▶ YOUR TASK:
Reproduce verbatim the lines of the entries below, beginning with the line that contains "Where in the frame above is the woman's black high" and stopping after the line that contains "(694, 144), (863, 563)". Include both of those lines.

Entries from a data collection

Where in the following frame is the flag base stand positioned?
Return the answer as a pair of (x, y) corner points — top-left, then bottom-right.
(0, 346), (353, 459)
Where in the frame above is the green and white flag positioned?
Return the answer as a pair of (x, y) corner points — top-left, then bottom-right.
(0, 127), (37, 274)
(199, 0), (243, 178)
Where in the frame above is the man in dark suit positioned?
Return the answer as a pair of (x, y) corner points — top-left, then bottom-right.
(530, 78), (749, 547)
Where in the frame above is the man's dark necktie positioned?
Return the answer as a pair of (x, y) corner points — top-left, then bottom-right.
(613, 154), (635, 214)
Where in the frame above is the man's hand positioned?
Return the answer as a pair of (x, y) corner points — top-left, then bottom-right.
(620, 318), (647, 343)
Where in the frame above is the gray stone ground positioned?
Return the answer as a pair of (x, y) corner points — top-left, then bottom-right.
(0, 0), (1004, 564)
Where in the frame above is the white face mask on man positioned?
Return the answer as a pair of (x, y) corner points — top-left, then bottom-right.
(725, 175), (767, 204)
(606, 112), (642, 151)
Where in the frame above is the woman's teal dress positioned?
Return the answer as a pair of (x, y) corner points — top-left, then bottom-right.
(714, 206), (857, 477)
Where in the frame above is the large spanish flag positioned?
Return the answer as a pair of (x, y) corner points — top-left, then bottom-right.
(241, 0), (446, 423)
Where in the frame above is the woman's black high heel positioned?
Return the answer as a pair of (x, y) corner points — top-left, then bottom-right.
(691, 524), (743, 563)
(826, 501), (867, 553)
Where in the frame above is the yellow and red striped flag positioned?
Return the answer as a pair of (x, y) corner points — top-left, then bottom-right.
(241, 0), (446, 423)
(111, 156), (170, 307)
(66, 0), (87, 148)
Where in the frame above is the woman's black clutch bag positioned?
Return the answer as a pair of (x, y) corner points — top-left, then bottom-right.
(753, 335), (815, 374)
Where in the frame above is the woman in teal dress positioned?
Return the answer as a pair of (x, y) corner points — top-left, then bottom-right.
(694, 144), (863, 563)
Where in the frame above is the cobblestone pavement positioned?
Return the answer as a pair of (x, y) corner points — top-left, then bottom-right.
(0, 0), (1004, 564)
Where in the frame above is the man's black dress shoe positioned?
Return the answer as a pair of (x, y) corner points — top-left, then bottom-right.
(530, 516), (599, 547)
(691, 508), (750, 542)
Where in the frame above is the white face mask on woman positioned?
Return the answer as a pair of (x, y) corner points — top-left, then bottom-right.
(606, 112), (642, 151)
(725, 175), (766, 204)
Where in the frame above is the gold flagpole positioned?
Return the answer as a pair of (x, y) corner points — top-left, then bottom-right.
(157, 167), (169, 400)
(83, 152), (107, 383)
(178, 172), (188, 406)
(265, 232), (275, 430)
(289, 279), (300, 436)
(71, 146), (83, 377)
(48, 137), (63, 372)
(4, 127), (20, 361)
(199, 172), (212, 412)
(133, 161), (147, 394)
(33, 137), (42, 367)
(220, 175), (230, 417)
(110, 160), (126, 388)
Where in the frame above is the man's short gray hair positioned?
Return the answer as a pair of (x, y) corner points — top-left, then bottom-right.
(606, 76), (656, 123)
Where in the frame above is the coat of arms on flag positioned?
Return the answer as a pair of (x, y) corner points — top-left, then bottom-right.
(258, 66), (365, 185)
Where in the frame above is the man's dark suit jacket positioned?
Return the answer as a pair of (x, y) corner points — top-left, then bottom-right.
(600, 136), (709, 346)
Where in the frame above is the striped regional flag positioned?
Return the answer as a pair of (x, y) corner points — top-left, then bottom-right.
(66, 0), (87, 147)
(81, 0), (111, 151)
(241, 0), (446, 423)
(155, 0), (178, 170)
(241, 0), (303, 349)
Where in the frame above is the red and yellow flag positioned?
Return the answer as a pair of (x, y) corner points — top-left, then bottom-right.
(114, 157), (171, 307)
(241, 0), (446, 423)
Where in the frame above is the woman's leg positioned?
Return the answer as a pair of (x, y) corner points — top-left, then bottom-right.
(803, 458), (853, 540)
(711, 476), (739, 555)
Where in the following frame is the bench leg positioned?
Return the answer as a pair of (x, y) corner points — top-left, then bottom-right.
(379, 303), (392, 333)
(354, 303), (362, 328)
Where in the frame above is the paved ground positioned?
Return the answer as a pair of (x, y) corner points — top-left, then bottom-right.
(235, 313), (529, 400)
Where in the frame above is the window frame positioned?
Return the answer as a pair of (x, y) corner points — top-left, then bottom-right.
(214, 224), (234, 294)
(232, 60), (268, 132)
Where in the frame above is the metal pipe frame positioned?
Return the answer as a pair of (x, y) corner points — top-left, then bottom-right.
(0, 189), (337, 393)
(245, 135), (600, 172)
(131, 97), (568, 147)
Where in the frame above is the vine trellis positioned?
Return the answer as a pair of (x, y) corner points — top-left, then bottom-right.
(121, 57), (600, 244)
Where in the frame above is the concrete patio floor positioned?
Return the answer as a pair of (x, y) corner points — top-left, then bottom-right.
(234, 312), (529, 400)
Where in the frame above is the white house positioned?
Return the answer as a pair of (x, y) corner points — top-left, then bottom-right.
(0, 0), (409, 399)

▶ FINAL RESULT:
Where in the frame above is the woman's black high heel positioned?
Return the answer as a pair of (x, y) corner points — top-left, then bottom-right.
(691, 524), (743, 563)
(826, 501), (867, 553)
Where in the frame above is the yellow and red striped flag positioned?
Return the answer as a pair of (x, y) corner points — top-left, then bottom-right.
(241, 0), (446, 423)
(111, 156), (170, 307)
(66, 0), (87, 148)
Where in the frame above is the woman's black clutch bag positioned?
Return the answer as a pair of (x, y) corner points — top-left, then bottom-right.
(753, 335), (815, 374)
Where in the frame above is the woman in teal dress positioned?
Return the answer as a pair of (x, y) corner points — top-left, then bottom-right.
(694, 144), (863, 563)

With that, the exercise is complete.